• _ESTRATTO DELLA PAGINA_
▶

Aziendalizzazione in sanità? Ora si ‘umanizza’

La lettera, risponde il vice direttore del Resto del Carlino

Bologna, 14 maggio 2015 - Ho trascorso un periodo in ospedale e, dopo esserci stata a lungo diversi anni fa, devo dire che la scienza avrà fatto dei gran passi avanti ma i rapporti umani, il modo in cui noi pazienti veniamo trattati, è peggiorato. Anche perché c’è una tale rigidità di ruoli (chi assiste, chi pulisce, chi decide) che si ha paura anche a fare una domanda.

Nicoletta Avanzini

 

Risponde il vice direttore del Resto del Carlino

Ognuno di noi potrebbe raccontare sugli ospedali esperienze diverse se non contrapposte. Gli impegni del personale sono diventati via via più gravosi. Da molti anni si parla solo di tagli e chi arriva a vincere un lavoro in corsia (ieri a Modena hanno concorso in 6.500 per un posto) ci arriva stremato. Al di là di tante ragioni, però, mi affido a un luminare della nefrologia, il professor Ronco, per spiegare quella che è una tendenza sbagliata. «Il concetto di aziendalizzazione riferito alla sanità – scrive Claudio Ronco – stride perché la diagnosi non è un prodotto e il malato non è un cliente...L’aziendalizzazione ha disperso patrimoni di incalcolabile valore quali le relazioni umane al punto che oggi si deve introdurre il concetto di ‘umanizzazione’ per regolamento».

◀

(Dati di ancoraggio di oggetti in linguaggio naturale)

▶

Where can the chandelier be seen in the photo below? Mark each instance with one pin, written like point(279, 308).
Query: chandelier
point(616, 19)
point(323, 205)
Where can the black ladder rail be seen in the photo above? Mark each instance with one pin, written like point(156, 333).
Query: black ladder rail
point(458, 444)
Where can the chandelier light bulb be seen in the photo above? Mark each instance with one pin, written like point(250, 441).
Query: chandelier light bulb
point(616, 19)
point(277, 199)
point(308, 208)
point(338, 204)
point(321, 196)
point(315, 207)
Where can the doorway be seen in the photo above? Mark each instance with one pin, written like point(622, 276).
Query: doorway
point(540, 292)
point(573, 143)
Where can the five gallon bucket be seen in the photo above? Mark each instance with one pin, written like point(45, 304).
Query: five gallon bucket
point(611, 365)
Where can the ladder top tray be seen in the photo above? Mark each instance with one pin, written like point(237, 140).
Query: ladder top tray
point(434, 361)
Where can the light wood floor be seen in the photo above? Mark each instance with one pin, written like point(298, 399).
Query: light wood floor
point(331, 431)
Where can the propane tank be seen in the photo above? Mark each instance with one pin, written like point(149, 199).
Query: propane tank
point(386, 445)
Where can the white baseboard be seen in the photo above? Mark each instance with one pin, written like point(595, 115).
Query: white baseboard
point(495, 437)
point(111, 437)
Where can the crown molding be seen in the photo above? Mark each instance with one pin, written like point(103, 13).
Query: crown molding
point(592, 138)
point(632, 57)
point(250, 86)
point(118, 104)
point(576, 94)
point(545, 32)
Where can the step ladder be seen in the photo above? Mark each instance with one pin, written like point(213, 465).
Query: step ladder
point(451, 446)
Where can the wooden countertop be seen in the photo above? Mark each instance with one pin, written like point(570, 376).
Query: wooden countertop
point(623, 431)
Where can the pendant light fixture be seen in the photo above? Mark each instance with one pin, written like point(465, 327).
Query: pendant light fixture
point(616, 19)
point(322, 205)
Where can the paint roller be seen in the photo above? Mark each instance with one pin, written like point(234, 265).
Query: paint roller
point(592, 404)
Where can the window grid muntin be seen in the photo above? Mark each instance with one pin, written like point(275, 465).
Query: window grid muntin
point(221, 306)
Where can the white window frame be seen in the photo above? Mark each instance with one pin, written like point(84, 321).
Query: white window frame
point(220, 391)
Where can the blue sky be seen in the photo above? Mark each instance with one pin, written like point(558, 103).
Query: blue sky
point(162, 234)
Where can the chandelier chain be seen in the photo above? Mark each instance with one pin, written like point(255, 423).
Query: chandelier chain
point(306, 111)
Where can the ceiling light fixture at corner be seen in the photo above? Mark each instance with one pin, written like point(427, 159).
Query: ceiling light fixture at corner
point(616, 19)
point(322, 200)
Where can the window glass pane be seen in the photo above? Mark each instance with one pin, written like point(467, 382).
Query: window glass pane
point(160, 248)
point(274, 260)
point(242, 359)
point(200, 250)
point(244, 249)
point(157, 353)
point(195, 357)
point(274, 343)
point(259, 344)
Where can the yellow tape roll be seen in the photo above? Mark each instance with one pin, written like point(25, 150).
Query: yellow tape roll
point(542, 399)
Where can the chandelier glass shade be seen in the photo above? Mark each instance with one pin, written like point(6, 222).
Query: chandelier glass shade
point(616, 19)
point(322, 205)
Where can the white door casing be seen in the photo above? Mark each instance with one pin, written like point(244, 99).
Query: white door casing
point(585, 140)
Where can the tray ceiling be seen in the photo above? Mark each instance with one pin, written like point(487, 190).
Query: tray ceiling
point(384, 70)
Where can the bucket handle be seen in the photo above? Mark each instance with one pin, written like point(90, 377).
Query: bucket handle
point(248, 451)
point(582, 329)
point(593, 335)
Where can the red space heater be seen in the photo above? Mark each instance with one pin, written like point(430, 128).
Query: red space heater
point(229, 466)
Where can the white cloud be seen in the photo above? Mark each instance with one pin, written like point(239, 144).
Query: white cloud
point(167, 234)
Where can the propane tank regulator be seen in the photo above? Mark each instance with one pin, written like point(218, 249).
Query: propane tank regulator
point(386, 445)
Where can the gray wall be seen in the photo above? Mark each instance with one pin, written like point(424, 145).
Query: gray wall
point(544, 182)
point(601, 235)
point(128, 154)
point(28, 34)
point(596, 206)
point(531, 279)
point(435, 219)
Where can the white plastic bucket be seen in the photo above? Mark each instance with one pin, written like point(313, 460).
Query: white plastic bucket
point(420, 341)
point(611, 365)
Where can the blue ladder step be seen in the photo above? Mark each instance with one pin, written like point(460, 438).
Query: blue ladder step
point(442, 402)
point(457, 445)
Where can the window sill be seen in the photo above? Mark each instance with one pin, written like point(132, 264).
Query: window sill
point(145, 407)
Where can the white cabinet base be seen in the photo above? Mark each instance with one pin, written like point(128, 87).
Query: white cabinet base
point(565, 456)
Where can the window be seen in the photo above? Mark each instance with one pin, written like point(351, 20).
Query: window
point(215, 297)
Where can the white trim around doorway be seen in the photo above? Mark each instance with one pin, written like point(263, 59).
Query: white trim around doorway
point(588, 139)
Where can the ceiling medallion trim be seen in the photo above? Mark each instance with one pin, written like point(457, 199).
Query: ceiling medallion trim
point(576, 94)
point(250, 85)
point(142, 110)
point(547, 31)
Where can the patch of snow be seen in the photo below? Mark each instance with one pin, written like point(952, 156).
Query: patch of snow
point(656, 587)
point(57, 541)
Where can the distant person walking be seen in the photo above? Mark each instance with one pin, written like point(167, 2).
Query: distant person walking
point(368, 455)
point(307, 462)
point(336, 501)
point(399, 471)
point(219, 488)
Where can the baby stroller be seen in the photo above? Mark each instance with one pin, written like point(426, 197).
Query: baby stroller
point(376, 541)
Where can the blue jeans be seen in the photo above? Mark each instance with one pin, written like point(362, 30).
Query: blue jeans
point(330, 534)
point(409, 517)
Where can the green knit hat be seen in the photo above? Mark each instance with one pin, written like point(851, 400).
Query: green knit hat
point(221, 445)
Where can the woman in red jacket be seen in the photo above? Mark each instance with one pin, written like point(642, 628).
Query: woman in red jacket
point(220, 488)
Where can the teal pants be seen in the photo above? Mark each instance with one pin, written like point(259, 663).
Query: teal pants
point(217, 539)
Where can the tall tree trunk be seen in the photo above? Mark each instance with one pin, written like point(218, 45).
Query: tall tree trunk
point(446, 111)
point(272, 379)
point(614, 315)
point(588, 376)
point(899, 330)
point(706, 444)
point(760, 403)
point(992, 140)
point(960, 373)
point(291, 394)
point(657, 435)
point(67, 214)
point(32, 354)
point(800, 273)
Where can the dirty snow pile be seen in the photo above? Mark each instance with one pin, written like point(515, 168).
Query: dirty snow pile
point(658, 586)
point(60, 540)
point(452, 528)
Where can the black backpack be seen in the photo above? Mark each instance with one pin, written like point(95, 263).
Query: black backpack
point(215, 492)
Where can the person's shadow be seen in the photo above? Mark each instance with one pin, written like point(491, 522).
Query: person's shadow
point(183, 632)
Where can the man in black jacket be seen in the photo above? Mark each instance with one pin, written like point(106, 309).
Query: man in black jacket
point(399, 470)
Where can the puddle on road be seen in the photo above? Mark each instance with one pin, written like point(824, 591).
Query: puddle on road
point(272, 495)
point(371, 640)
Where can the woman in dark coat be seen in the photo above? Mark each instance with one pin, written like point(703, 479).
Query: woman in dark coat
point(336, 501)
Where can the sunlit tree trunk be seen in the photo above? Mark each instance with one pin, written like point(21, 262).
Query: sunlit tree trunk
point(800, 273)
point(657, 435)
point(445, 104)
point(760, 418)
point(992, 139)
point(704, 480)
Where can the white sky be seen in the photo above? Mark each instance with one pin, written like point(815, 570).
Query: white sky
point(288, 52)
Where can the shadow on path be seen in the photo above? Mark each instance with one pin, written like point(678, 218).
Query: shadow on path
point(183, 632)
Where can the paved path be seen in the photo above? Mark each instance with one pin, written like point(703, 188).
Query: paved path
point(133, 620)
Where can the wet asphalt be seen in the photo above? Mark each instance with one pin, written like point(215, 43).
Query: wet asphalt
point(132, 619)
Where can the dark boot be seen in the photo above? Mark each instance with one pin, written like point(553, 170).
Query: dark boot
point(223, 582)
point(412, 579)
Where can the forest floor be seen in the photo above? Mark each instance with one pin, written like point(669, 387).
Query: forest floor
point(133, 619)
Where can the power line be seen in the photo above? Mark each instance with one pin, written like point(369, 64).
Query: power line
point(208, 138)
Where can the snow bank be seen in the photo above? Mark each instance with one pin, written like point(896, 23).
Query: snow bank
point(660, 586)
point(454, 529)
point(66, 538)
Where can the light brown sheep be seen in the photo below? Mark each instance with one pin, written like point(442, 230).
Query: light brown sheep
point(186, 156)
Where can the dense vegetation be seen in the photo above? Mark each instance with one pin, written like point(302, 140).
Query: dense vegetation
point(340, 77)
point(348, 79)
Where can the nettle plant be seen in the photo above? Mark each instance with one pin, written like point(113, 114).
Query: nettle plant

◀

• _COMPITO DA SVOLGERE_
Restituisci, copiandolo senza alcuna modifica, il passo dell'estratto che comincia con le parole "Aziendalizzazione in sanità?" e si chiude dopo le parole "fare una domanda.". I record sono materiale a sé, indipendente dall'estratto.

• _SOLUZIONE ESERCIZIO_
Aziendalizzazione in sanità? Ora si ‘umanizza’

La lettera, risponde il vice direttore del Resto del Carlino

Bologna, 14 maggio 2015 - Ho trascorso un periodo in ospedale e, dopo esserci stata a lungo diversi anni fa, devo dire che la scienza avrà fatto dei gran passi avanti ma i rapporti umani, il modo in cui noi pazienti veniamo trattati, è peggiorato. Anche perché c’è una tale rigidità di ruoli (chi assiste, chi pulisce, chi decide) che si ha paura anche a fare una domanda.